[Instruction A] Reproduce everything in the Scientific Molding text from "Phase 1 – Scientific" down to "is fully established.".

Phase 1 – Scientific Molding Process Development
The Process Engineer sequentially defines key Scientific Molding variables such as injection speed and associated fill time, gate seal time, and aesthetic hold pressure window. If the mold is a multi-cavity mold, the degree of cavity balance is also assessed and rebalanced as necessary during this phase to ensure that cavity-to-cavity output uniformity is maximized before the process is fully established.
Phase 2 – Scientific Molding Process Optimization
Phase 2 focuses on performing a Design of Experiments (DOE), during which up to four key Scientific Molding variables are purposefully varied in pre-planned ways in order to gage how impactful each of those four variables are on the final output from the mold. After identifying the optimal set of parameters, a preliminary capability study pre-asses 30 consecutive shots for Scientific Molding Process Stability.
Phase 3 – Scientific Molding Process Stability
Phase 3 creates three discrete, 2-hour lots of production-ready, molded parts using the Scientific Molding process. Each lot utilizes a different lot of raw material when available. A 30-minute cool-down period separates each lot.
The discrete lots with varying material lots simulate what the Scientific Molding process may experience over the course of its production lifetime – variation. The Scientific Molding process accommodates certain known variation throughout production, such as minor differences in material lot viscosity, ambient room temperature, etc. If the process cannot accommodate the variation, the Scientific Molding process development and optimization steps need further review.
The end of Phase 3 analyzes thirty shots that were pulled at equally-spaced time intervals throughout all three runs. A full capability study analyzes the critical control dimensions to verify the performance of the process.
Establishing only a single process that “works” at a point in time might seem expeditious in the moment but can be slow and costly over the long run. By establishing a clearly defined and scientifically proven processing window, the technical approach of Scientific Molding optimizes the injection molding process to simultaneously improve quality, speed, and cost.

[Supplied material]
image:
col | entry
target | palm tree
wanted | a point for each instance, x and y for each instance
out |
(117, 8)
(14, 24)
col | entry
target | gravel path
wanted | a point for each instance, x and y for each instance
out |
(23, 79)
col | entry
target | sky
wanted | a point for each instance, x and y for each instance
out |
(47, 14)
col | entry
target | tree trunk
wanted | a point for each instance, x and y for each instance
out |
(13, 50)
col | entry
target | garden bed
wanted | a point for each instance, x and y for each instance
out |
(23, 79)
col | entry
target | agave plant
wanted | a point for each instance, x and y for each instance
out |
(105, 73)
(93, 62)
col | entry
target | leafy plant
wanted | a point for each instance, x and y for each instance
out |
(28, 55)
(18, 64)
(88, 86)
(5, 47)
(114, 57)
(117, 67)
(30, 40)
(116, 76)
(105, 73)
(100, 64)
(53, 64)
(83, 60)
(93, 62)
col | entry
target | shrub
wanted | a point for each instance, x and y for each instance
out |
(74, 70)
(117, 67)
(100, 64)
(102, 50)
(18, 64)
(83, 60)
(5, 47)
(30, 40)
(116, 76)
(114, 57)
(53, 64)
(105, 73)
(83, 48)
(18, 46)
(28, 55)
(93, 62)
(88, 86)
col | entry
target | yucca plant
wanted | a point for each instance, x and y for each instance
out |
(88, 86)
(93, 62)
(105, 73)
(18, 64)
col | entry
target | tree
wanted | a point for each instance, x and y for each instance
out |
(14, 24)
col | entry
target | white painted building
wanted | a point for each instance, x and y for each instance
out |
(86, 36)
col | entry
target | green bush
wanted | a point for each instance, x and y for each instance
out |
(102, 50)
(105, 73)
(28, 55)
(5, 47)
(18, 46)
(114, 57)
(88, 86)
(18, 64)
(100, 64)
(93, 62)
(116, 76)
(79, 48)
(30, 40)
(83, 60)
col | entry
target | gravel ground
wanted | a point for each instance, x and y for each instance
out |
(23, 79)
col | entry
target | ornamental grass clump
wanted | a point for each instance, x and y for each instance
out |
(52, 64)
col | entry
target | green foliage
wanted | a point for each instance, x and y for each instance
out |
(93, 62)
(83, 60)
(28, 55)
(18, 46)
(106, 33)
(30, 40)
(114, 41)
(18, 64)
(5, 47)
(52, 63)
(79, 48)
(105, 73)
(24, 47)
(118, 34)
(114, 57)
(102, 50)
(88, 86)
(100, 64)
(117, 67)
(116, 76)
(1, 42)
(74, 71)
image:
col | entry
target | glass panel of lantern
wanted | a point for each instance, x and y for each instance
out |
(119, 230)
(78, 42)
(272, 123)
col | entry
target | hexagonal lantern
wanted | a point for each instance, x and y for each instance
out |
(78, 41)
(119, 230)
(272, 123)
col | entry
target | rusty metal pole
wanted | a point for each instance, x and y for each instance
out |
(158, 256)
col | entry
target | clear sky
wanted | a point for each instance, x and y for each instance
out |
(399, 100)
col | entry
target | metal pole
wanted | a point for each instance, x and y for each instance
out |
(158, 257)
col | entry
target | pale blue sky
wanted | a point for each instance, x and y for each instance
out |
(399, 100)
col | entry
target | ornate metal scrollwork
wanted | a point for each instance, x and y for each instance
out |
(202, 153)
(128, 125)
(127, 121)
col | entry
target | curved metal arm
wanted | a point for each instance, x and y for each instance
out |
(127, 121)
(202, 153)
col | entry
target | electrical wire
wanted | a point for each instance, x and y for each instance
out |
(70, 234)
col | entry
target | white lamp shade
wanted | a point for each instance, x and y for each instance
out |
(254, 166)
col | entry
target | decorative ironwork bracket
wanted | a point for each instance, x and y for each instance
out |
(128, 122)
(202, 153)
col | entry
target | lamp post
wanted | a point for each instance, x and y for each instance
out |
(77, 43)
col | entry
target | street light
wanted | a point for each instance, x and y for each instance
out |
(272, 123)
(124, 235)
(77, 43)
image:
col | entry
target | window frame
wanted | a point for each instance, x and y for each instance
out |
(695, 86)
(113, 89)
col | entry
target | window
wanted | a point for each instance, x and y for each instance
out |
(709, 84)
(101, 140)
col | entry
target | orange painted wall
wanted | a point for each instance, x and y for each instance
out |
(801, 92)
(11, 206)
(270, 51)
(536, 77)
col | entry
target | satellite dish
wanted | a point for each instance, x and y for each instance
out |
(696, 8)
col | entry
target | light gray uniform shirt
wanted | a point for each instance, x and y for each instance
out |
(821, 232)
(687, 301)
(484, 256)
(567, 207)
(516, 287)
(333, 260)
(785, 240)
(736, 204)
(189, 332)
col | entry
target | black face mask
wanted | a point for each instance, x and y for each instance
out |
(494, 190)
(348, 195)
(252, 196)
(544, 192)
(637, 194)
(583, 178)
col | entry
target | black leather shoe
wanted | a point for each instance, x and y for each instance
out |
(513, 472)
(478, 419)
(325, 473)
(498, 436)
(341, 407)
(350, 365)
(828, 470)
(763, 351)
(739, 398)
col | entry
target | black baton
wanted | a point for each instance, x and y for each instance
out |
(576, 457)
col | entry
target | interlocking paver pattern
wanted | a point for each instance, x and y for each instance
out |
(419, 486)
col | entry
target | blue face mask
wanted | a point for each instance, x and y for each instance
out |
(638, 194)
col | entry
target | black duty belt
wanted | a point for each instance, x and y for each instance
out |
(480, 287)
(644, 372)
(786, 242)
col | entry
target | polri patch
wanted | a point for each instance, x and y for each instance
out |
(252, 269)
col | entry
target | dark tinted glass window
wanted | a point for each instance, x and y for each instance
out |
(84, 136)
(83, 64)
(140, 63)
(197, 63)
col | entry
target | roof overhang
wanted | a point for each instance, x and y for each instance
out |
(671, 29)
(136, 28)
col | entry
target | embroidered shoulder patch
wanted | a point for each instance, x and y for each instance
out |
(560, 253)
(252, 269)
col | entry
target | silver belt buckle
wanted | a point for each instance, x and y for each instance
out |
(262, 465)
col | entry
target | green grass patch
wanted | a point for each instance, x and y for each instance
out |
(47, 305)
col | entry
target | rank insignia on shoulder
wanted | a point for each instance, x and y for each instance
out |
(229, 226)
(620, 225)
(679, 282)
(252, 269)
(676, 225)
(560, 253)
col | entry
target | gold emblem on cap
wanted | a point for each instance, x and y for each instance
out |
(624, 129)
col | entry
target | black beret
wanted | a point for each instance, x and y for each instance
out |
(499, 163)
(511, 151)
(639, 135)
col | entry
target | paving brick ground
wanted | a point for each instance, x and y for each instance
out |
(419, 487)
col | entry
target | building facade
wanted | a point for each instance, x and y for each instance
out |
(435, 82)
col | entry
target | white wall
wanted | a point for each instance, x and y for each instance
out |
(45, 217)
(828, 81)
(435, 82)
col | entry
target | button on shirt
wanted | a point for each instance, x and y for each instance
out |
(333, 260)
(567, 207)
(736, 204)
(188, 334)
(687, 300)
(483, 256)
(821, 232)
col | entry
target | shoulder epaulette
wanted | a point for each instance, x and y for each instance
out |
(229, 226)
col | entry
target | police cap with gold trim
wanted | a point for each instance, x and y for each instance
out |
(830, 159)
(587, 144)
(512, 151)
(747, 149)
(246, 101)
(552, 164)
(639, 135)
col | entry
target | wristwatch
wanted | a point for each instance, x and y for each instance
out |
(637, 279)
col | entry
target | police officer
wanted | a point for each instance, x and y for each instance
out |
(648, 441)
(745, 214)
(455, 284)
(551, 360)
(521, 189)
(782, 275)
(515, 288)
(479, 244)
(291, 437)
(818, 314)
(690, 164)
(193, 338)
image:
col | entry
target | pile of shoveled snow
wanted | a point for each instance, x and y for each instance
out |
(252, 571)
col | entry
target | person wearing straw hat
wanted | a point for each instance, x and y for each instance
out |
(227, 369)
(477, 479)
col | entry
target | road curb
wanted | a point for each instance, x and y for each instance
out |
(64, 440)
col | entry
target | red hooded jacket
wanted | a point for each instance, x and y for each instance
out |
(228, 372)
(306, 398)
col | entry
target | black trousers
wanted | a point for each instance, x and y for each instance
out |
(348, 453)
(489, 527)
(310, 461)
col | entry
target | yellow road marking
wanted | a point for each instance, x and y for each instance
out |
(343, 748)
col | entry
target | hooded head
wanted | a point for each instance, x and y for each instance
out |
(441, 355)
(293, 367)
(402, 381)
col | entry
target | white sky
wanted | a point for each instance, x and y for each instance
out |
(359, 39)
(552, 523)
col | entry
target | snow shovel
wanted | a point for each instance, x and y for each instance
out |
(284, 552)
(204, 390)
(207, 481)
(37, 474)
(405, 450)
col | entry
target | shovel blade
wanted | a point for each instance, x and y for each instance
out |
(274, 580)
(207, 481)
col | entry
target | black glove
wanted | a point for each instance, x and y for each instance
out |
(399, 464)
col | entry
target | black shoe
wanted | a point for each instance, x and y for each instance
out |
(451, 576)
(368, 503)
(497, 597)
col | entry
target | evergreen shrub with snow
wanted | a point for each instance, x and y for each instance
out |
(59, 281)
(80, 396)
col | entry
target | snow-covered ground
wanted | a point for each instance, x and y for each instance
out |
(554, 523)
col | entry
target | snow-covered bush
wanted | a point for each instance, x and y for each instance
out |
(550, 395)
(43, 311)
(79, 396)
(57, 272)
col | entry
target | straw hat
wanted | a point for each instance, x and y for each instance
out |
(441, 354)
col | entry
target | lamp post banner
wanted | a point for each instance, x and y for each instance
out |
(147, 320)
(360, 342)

[Instruction B] Pull out every line of the entries above that contains the string "mask", matching case exactly.

[Full solution A]
Phase 1 – Scientific Molding Process Development
The Process Engineer sequentially defines key Scientific Molding variables such as injection speed and associated fill time, gate seal time, and aesthetic hold pressure window. If the mold is a multi-cavity mold, the degree of cavity balance is also assessed and rebalanced as necessary during this phase to ensure that cavity-to-cavity output uniformity is maximized before the process is fully established.

[Full solution B]
target | black face mask
target | blue face mask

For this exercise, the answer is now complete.